───── Records for the exercise

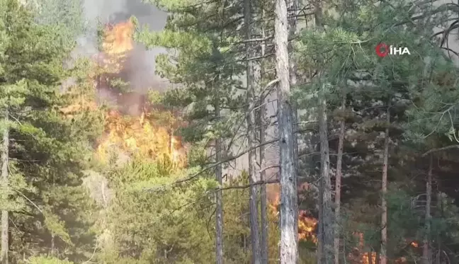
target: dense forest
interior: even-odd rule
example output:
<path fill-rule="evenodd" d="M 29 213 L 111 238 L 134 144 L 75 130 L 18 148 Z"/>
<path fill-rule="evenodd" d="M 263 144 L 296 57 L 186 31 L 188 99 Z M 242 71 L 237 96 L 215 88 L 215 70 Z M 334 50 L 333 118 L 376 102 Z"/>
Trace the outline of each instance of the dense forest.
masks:
<path fill-rule="evenodd" d="M 459 5 L 143 4 L 0 0 L 1 264 L 459 263 Z"/>

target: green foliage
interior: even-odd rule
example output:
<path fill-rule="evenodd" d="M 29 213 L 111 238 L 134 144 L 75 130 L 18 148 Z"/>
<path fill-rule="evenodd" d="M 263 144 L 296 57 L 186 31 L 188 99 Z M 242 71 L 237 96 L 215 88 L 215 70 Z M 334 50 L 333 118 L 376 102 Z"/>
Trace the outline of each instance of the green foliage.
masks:
<path fill-rule="evenodd" d="M 32 257 L 26 261 L 28 264 L 73 264 L 73 262 L 62 260 L 52 257 Z"/>

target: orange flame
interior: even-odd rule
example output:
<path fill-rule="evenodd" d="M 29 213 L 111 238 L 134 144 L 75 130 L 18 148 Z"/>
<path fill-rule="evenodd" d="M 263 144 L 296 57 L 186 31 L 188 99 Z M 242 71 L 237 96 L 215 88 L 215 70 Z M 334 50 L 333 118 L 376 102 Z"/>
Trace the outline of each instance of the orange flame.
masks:
<path fill-rule="evenodd" d="M 273 202 L 269 205 L 269 209 L 274 216 L 279 214 L 278 205 L 280 197 L 278 193 L 276 195 Z M 314 231 L 317 224 L 316 219 L 308 217 L 307 211 L 300 210 L 298 212 L 298 240 L 310 241 L 314 243 L 317 242 Z"/>
<path fill-rule="evenodd" d="M 184 165 L 184 149 L 180 140 L 169 130 L 155 127 L 149 115 L 123 116 L 112 110 L 105 121 L 106 134 L 97 148 L 101 160 L 108 161 L 110 154 L 116 151 L 151 159 L 167 156 L 174 163 Z"/>
<path fill-rule="evenodd" d="M 130 20 L 106 27 L 103 51 L 99 54 L 99 59 L 103 57 L 103 60 L 102 65 L 99 61 L 99 66 L 106 71 L 110 67 L 111 73 L 120 73 L 124 58 L 133 49 L 133 31 L 134 24 Z M 103 77 L 104 74 L 102 71 L 101 76 Z M 119 96 L 119 107 L 130 108 L 139 103 L 139 98 L 134 98 L 138 95 L 120 93 Z M 96 150 L 98 157 L 102 161 L 109 161 L 113 153 L 118 154 L 118 161 L 119 154 L 153 160 L 166 157 L 174 166 L 184 165 L 185 149 L 179 139 L 173 136 L 170 127 L 155 125 L 154 118 L 145 112 L 143 103 L 140 117 L 123 115 L 113 109 L 106 113 L 106 132 L 99 139 Z"/>
<path fill-rule="evenodd" d="M 123 54 L 134 48 L 134 24 L 131 20 L 115 25 L 108 25 L 102 44 L 103 51 L 110 55 Z"/>

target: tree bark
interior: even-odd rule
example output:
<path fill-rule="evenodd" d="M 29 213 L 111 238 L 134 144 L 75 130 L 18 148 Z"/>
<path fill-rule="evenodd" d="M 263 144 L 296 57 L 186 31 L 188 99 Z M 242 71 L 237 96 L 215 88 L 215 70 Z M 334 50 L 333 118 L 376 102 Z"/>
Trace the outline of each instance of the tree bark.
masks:
<path fill-rule="evenodd" d="M 252 11 L 251 4 L 250 0 L 244 1 L 244 25 L 245 25 L 245 35 L 246 39 L 250 40 L 252 38 Z M 256 49 L 251 42 L 247 42 L 246 43 L 246 54 L 247 57 L 254 57 L 256 53 Z M 247 141 L 249 148 L 252 149 L 256 142 L 256 130 L 254 128 L 255 122 L 255 79 L 254 79 L 254 62 L 246 62 L 246 75 L 247 80 L 247 93 L 246 100 L 248 105 L 248 110 L 249 111 L 247 115 Z M 252 248 L 252 263 L 261 263 L 261 253 L 260 253 L 260 239 L 259 237 L 259 219 L 258 219 L 258 200 L 257 193 L 258 185 L 253 185 L 254 183 L 258 180 L 257 173 L 256 171 L 256 150 L 251 149 L 249 151 L 249 183 L 251 185 L 249 188 L 249 208 L 250 208 L 250 237 L 251 240 Z"/>
<path fill-rule="evenodd" d="M 5 130 L 3 132 L 3 144 L 1 147 L 1 185 L 3 188 L 4 199 L 8 199 L 8 162 L 9 159 L 9 129 L 8 121 L 9 113 L 8 109 L 5 110 L 4 122 Z M 8 251 L 9 248 L 8 242 L 8 212 L 6 210 L 1 210 L 1 253 L 0 253 L 0 262 L 1 264 L 8 264 Z"/>
<path fill-rule="evenodd" d="M 215 103 L 215 116 L 220 115 L 220 98 Z M 221 140 L 215 139 L 215 162 L 222 161 Z M 222 165 L 219 164 L 215 167 L 215 178 L 220 186 L 223 185 L 222 178 Z M 215 257 L 217 264 L 223 264 L 223 201 L 222 190 L 218 190 L 215 193 Z"/>
<path fill-rule="evenodd" d="M 346 96 L 343 96 L 341 110 L 346 108 Z M 343 147 L 344 145 L 344 118 L 339 122 L 339 136 L 338 139 L 338 157 L 336 160 L 336 176 L 335 178 L 335 228 L 334 228 L 334 263 L 339 264 L 339 224 L 341 220 L 341 180 L 343 176 Z"/>
<path fill-rule="evenodd" d="M 380 264 L 387 263 L 387 204 L 386 201 L 386 195 L 387 193 L 387 166 L 389 161 L 389 125 L 390 124 L 390 111 L 389 110 L 390 104 L 387 105 L 387 124 L 384 137 L 384 153 L 382 156 L 382 180 L 381 186 L 381 250 L 380 256 L 381 260 Z"/>
<path fill-rule="evenodd" d="M 432 166 L 433 157 L 430 155 L 430 162 L 429 164 L 429 171 L 427 172 L 427 180 L 426 181 L 426 234 L 423 241 L 422 247 L 422 262 L 423 264 L 431 263 L 431 253 L 429 248 L 431 231 L 431 203 L 432 201 Z"/>
<path fill-rule="evenodd" d="M 261 19 L 264 18 L 264 8 L 261 8 Z M 261 25 L 261 38 L 264 39 L 266 38 L 266 33 L 264 29 L 264 25 Z M 265 55 L 266 44 L 264 42 L 261 42 L 261 56 Z M 261 64 L 261 73 L 260 79 L 262 79 L 264 76 L 264 65 L 263 62 Z M 264 105 L 265 98 L 263 95 L 263 91 L 261 91 L 260 95 L 260 105 L 259 110 L 259 126 L 260 127 L 260 145 L 261 145 L 266 140 L 266 127 L 264 125 L 265 122 L 265 115 L 266 108 Z M 264 145 L 261 146 L 259 148 L 259 156 L 260 156 L 260 167 L 266 168 L 266 161 L 265 161 L 265 147 Z M 264 182 L 266 180 L 266 170 L 262 170 L 260 172 L 260 180 Z M 260 247 L 261 251 L 261 263 L 268 264 L 268 205 L 267 200 L 268 197 L 266 195 L 266 184 L 262 184 L 260 186 L 260 214 L 261 217 L 261 241 L 260 242 Z"/>
<path fill-rule="evenodd" d="M 323 90 L 320 98 L 319 112 L 319 134 L 320 137 L 320 168 L 322 189 L 322 263 L 333 263 L 334 224 L 333 211 L 332 210 L 332 180 L 330 178 L 330 155 L 329 153 L 328 126 L 327 118 L 327 100 Z"/>
<path fill-rule="evenodd" d="M 280 264 L 298 262 L 297 177 L 293 164 L 292 105 L 290 101 L 288 21 L 285 0 L 276 1 L 276 70 L 278 79 L 278 127 L 280 165 Z"/>
<path fill-rule="evenodd" d="M 324 181 L 322 178 L 319 180 L 319 215 L 318 215 L 318 226 L 317 226 L 317 250 L 316 251 L 316 260 L 317 264 L 322 263 L 322 258 L 324 257 Z"/>
<path fill-rule="evenodd" d="M 288 1 L 288 10 L 290 10 L 289 17 L 290 18 L 288 20 L 288 26 L 289 26 L 289 38 L 293 39 L 295 37 L 295 33 L 296 33 L 297 28 L 297 16 L 296 16 L 296 10 L 298 9 L 298 0 L 290 0 Z M 288 43 L 288 50 L 290 54 L 293 51 L 293 45 L 292 43 L 293 40 Z M 296 63 L 294 59 L 289 58 L 290 62 L 290 86 L 295 87 L 297 85 L 298 78 L 296 74 Z M 293 122 L 293 131 L 298 130 L 298 103 L 297 101 L 293 98 L 292 99 L 292 117 Z M 298 136 L 297 133 L 293 133 L 293 165 L 295 166 L 295 174 L 297 176 L 297 180 L 299 176 L 300 168 L 299 168 L 299 160 L 298 160 Z M 298 183 L 295 183 L 296 188 L 298 190 Z M 298 219 L 296 219 L 295 225 L 298 225 Z M 296 239 L 298 239 L 298 236 L 297 233 Z"/>

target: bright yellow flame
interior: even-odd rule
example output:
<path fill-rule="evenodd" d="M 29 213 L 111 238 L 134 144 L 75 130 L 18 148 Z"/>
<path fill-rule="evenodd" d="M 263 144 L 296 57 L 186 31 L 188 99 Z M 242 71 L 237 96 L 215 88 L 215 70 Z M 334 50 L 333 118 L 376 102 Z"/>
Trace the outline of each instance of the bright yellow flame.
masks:
<path fill-rule="evenodd" d="M 130 20 L 108 26 L 102 44 L 103 51 L 110 55 L 119 56 L 132 50 L 134 47 L 133 33 L 134 24 Z"/>
<path fill-rule="evenodd" d="M 99 158 L 107 161 L 115 151 L 153 160 L 166 156 L 174 164 L 183 166 L 185 154 L 178 139 L 166 128 L 155 127 L 149 117 L 144 113 L 135 117 L 109 111 L 105 120 L 106 135 L 97 148 Z"/>
<path fill-rule="evenodd" d="M 269 205 L 269 208 L 271 213 L 277 216 L 279 214 L 278 206 L 279 205 L 280 197 L 277 194 L 273 200 L 273 202 Z M 298 240 L 299 241 L 310 241 L 314 243 L 317 242 L 317 238 L 315 236 L 314 230 L 317 220 L 309 217 L 306 211 L 300 210 L 298 214 Z"/>

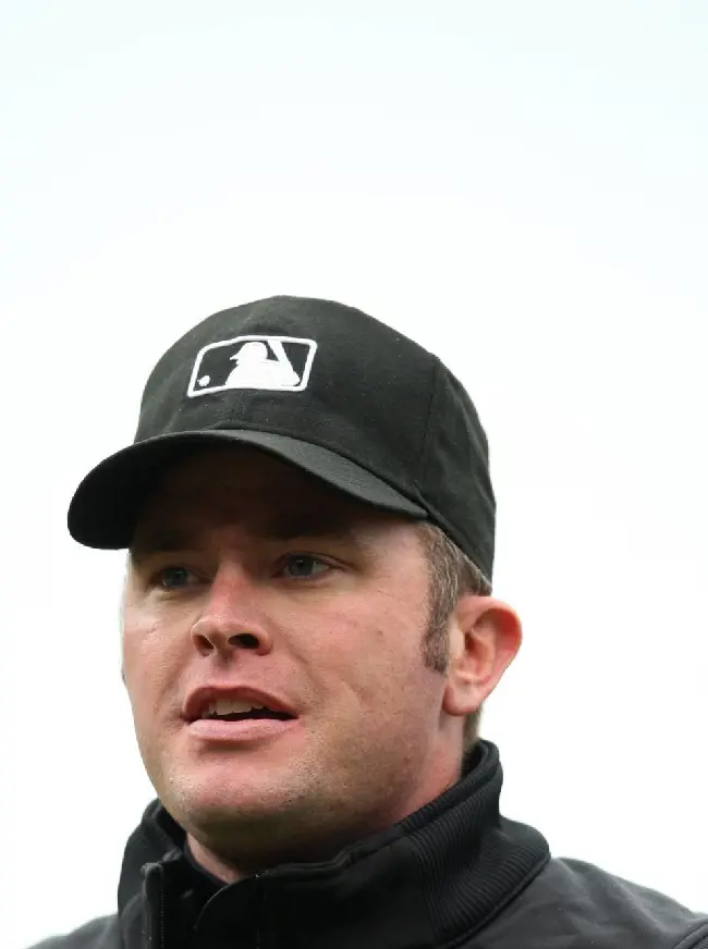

──────────

Transcribe the stretch of the records from the line that contains "target: green foliage" through the line that contains "32 257 L 26", keeping every line exactly as it is.

● Exercise response:
target: green foliage
interior: even-odd rule
example output:
<path fill-rule="evenodd" d="M 29 213 L 111 238 L 134 144 L 75 130 L 18 148 Z"/>
<path fill-rule="evenodd" d="M 263 144 L 296 57 L 186 31 L 188 99 Z M 242 71 L 237 96 L 215 88 L 215 70 Z M 334 50 L 333 118 L 376 102 Z"/>
Trace the outline of each instance of the green foliage.
masks:
<path fill-rule="evenodd" d="M 32 257 L 26 261 L 28 264 L 73 264 L 73 262 L 62 260 L 52 257 Z"/>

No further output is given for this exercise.